EXCERPTED RECORDS:
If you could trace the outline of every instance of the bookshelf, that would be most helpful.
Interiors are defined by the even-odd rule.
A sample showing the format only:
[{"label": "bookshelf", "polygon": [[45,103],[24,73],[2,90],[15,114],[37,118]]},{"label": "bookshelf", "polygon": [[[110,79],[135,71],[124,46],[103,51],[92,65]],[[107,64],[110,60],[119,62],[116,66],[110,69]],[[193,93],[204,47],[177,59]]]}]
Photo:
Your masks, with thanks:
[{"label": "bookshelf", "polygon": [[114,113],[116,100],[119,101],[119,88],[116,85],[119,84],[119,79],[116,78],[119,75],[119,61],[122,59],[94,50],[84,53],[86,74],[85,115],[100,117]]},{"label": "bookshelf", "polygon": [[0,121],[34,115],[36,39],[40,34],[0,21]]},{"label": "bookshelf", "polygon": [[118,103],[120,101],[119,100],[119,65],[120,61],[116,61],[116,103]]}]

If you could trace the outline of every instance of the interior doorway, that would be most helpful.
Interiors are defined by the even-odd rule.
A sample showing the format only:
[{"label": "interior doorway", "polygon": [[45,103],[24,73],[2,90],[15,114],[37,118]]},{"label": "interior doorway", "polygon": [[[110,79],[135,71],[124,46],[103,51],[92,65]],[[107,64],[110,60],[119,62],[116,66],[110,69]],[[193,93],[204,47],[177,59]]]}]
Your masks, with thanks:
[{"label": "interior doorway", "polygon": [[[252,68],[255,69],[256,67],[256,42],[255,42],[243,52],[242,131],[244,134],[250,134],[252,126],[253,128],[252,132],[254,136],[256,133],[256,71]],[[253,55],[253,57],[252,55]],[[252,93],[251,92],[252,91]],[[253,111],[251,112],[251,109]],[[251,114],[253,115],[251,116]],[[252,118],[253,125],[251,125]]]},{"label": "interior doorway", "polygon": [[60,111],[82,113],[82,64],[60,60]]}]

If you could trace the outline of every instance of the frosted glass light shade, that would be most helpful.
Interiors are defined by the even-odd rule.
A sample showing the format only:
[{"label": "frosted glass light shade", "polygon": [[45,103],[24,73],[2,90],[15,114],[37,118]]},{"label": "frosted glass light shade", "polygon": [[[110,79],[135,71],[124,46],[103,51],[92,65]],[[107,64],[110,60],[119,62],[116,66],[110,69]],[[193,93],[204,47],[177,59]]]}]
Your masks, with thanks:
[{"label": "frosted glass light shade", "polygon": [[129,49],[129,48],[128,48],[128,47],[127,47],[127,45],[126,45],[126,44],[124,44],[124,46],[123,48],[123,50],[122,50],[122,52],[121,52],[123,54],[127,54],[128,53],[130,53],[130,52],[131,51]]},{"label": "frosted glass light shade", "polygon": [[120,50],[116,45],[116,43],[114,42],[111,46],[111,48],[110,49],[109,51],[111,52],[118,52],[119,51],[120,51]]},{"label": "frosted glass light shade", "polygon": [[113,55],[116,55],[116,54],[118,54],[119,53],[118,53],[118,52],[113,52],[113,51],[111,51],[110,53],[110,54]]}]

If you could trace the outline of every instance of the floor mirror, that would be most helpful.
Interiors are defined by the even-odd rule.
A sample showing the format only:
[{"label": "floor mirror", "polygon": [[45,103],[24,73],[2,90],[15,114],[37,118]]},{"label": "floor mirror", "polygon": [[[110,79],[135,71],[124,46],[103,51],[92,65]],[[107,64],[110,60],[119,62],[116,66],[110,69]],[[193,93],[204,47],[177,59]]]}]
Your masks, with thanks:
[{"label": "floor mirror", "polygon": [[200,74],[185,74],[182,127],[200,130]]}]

EXERCISE INSTRUCTIONS:
Print every line above again verbatim, in the original order, without altering any character.

RESPONSE TO THE TASK:
If you could trace the outline of every instance of the bookshelf, that would be most helpful.
Interiors are defined by the even-odd rule.
A sample showing the format only:
[{"label": "bookshelf", "polygon": [[45,103],[24,73],[2,90],[15,114],[37,118]]},{"label": "bookshelf", "polygon": [[[110,79],[135,71],[124,46],[103,51],[92,65]],[[107,64],[110,60],[119,62],[116,66],[110,69]],[[193,93],[204,47],[177,59]]]}]
Photo:
Your masks, with thanks:
[{"label": "bookshelf", "polygon": [[114,113],[116,100],[119,101],[119,88],[116,85],[119,84],[119,79],[116,78],[119,75],[119,61],[122,59],[94,50],[84,53],[86,74],[85,115],[100,117]]},{"label": "bookshelf", "polygon": [[0,121],[34,115],[36,39],[40,34],[0,21]]},{"label": "bookshelf", "polygon": [[118,103],[120,101],[119,100],[119,65],[120,61],[116,61],[116,103]]}]

If you could trace the outline of every instance of the interior doorway, that would be most helpful.
Interiors are defined by the even-odd rule.
A sample showing the format only:
[{"label": "interior doorway", "polygon": [[45,103],[24,73],[2,90],[15,114],[37,118]]},{"label": "interior doorway", "polygon": [[[110,79],[135,71],[124,46],[103,51],[92,65]],[[107,64],[110,60],[119,62],[116,66],[110,69]],[[193,93],[204,47],[177,59]]]}]
Your masks, with thanks:
[{"label": "interior doorway", "polygon": [[[252,68],[255,69],[256,67],[256,42],[255,42],[243,52],[242,131],[244,134],[250,134],[252,126],[253,128],[252,132],[254,136],[256,133],[256,71]],[[253,55],[253,57],[252,55]],[[252,93],[251,92],[252,91]],[[253,111],[251,112],[251,109]],[[251,114],[253,115],[251,116]],[[252,118],[253,125],[251,125]]]},{"label": "interior doorway", "polygon": [[60,111],[82,113],[82,64],[60,60]]}]

If you could trace the outline of every instance of the frosted glass light shade, that would be most helpful.
Interiors are defined by the even-odd rule.
A sample showing the format only:
[{"label": "frosted glass light shade", "polygon": [[45,103],[24,73],[2,90],[15,114],[37,118]]},{"label": "frosted glass light shade", "polygon": [[[110,79],[135,71],[124,46],[103,51],[92,65]],[[107,64],[110,60],[119,62],[116,66],[110,69]],[[193,93],[204,47],[177,59]]]}]
Your masks, with thanks:
[{"label": "frosted glass light shade", "polygon": [[129,49],[129,48],[128,48],[128,47],[127,47],[127,45],[126,45],[126,44],[124,44],[124,46],[123,48],[123,50],[122,50],[122,52],[121,52],[123,54],[127,54],[128,53],[130,53],[130,52],[131,51]]},{"label": "frosted glass light shade", "polygon": [[120,50],[116,45],[116,43],[114,42],[111,46],[111,48],[110,49],[109,51],[111,52],[118,52],[119,51],[120,51]]},{"label": "frosted glass light shade", "polygon": [[113,55],[116,55],[116,54],[118,54],[119,53],[118,53],[118,52],[113,52],[113,51],[111,51],[110,53],[110,54]]}]

If you could trace the outline of every instance of the floor mirror, that would be most helpful.
Interiors are defined by the even-odd rule.
A sample showing the format only:
[{"label": "floor mirror", "polygon": [[45,103],[24,73],[2,90],[15,114],[37,118]]},{"label": "floor mirror", "polygon": [[[110,79],[135,71],[124,46],[103,51],[92,65]],[[107,64],[110,60],[119,62],[116,66],[110,69]],[[193,93],[204,47],[177,59]]]}]
Your masks, with thanks:
[{"label": "floor mirror", "polygon": [[200,74],[185,74],[182,127],[200,130]]}]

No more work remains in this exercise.